* [WHAT IS ASKED] Find "of the shadow" in the material below, then copy that line and every subsequent line to the end, exactly.

┌─ DATASET EXCERPTS

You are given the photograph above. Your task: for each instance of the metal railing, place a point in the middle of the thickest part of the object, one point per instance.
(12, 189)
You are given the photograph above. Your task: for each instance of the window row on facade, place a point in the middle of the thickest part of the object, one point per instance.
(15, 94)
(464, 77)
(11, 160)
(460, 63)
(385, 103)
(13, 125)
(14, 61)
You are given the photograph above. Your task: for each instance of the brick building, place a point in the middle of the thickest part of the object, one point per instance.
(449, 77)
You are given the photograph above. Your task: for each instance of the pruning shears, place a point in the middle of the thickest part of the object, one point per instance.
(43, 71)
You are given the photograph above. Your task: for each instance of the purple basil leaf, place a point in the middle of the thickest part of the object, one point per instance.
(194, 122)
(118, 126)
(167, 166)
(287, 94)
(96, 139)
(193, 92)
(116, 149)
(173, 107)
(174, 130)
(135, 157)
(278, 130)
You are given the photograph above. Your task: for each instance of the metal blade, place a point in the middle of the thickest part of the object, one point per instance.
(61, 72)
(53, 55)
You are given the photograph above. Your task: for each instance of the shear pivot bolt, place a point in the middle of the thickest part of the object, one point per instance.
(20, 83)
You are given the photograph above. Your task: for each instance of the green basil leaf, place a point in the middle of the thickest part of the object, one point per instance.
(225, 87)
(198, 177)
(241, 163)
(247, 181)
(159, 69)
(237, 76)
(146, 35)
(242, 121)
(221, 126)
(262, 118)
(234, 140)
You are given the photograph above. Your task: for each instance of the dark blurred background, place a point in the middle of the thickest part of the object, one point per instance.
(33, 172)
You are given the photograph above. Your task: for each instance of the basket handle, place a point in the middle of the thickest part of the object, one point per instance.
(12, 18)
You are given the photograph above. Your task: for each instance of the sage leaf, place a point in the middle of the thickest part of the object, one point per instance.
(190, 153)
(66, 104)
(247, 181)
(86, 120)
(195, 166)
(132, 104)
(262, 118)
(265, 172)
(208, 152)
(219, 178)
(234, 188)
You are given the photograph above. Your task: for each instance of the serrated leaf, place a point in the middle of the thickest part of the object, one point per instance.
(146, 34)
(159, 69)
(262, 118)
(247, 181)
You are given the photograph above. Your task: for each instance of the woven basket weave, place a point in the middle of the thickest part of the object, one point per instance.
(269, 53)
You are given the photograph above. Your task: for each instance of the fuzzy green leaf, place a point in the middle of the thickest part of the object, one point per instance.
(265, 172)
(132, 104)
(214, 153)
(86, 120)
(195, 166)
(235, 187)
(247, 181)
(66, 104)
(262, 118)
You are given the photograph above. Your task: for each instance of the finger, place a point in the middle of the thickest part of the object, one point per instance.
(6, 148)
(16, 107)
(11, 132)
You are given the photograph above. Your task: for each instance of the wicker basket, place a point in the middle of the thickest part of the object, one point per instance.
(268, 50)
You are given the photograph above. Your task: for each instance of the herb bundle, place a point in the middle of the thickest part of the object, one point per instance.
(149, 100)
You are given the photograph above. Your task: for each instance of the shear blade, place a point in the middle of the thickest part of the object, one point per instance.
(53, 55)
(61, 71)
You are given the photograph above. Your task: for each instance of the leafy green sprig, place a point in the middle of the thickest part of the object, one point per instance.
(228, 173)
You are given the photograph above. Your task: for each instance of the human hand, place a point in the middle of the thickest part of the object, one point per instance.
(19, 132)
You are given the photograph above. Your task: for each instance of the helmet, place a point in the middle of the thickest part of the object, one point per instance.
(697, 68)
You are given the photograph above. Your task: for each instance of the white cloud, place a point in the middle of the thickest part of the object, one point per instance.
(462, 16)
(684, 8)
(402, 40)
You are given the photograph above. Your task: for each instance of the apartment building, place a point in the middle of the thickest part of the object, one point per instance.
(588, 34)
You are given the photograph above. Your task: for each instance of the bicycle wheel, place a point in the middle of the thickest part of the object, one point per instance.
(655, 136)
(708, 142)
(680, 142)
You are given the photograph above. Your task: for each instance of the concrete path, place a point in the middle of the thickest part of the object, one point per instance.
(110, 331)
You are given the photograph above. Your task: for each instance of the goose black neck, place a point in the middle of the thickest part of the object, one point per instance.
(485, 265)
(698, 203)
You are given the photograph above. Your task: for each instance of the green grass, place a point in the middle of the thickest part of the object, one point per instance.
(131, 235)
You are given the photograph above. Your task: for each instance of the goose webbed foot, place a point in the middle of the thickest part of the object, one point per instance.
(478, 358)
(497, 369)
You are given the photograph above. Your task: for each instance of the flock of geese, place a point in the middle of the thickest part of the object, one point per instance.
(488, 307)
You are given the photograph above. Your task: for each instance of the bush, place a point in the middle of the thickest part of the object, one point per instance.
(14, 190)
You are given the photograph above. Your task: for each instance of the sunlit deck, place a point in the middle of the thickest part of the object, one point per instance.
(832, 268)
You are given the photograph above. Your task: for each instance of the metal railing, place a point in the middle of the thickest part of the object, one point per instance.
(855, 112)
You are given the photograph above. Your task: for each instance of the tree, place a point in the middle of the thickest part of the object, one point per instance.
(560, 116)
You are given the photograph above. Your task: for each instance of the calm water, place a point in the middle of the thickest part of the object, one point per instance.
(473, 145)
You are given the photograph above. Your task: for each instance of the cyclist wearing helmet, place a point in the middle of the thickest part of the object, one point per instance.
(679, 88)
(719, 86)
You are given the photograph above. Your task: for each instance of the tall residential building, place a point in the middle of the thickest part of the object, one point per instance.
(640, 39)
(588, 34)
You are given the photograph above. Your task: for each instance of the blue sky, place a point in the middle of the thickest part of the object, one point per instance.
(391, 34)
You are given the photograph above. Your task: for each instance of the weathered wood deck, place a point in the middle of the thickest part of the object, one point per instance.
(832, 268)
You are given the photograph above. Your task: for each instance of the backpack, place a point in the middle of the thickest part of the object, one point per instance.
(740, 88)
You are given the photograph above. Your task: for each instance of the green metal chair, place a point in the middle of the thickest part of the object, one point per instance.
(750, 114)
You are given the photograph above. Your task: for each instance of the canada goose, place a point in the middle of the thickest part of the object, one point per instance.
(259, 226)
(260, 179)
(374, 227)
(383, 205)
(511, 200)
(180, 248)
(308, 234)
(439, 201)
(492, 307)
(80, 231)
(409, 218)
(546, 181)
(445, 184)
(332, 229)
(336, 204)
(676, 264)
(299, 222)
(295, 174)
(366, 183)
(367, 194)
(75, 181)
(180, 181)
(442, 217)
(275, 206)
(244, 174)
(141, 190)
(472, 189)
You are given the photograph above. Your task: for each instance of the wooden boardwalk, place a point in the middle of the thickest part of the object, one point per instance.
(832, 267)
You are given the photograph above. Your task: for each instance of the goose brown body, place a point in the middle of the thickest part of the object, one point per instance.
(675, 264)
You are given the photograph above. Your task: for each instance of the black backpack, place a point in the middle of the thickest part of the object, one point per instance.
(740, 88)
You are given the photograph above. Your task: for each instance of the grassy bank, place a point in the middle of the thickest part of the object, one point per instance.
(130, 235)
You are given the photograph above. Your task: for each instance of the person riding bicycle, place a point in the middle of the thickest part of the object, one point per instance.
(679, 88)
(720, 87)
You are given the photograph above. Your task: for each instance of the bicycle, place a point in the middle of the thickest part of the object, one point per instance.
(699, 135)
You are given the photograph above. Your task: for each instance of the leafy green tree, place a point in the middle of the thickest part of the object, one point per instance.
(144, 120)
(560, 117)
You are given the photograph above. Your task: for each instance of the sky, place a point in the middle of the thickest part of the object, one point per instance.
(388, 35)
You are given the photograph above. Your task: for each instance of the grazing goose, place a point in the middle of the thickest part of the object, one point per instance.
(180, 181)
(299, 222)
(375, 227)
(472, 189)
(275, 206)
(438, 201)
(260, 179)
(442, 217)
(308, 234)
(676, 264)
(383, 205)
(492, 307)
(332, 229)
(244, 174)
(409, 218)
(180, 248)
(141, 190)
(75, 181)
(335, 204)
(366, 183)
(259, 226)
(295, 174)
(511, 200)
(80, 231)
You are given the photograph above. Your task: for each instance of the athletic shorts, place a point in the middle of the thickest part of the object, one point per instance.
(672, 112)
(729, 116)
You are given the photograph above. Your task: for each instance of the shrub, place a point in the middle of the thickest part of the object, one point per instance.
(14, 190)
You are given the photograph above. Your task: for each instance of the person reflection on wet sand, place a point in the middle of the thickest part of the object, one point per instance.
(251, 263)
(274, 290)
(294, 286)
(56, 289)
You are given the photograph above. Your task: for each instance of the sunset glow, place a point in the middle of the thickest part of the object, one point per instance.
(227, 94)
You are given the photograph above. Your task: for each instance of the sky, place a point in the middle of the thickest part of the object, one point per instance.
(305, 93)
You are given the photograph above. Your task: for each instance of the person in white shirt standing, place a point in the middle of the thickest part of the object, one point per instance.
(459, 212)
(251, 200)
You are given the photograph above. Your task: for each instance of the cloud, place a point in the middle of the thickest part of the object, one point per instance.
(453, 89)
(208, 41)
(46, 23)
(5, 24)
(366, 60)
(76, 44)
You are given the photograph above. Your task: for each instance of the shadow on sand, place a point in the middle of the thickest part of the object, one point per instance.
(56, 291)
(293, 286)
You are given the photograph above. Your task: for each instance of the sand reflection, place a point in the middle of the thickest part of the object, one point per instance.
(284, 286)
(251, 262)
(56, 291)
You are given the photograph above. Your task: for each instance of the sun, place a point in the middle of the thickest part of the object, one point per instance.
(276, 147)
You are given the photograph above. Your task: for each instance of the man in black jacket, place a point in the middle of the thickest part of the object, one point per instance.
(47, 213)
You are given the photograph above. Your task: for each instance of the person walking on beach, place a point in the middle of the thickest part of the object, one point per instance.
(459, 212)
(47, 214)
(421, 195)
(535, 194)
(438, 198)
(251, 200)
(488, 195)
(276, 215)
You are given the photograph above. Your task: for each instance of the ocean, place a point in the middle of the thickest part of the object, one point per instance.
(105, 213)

└─

* [THE OUTPUT]
You are given the photograph above. Your task: for each instance of the shadow on sand, place a point in the middle of the thickest part of the object, one point per instance.
(56, 291)
(293, 286)
You are given the photograph above. Your task: for each instance of the sand reflection, place a point in the middle of the thickest part of the object, one point per instance.
(284, 286)
(251, 262)
(56, 291)
You are given the photograph above. Your task: for each instance of the sun, place a point in the middle of the thickest part of the object, one point per instance.
(276, 147)
You are given the photograph above. Your task: for each instance of the man in black jacket, place a point in the middle of the thickest part of the object, one point per instance.
(47, 213)
You are given the photograph above. Your task: for each instance of the person walking on beach, place a point in the middle of the thickest part of the object, one point per instance.
(459, 212)
(47, 214)
(421, 195)
(535, 194)
(438, 198)
(251, 200)
(488, 195)
(276, 215)
You are given the photograph above. Your task: for each instance of the ocean, place a point in the middle of the thickest part of the object, one point per instance.
(105, 213)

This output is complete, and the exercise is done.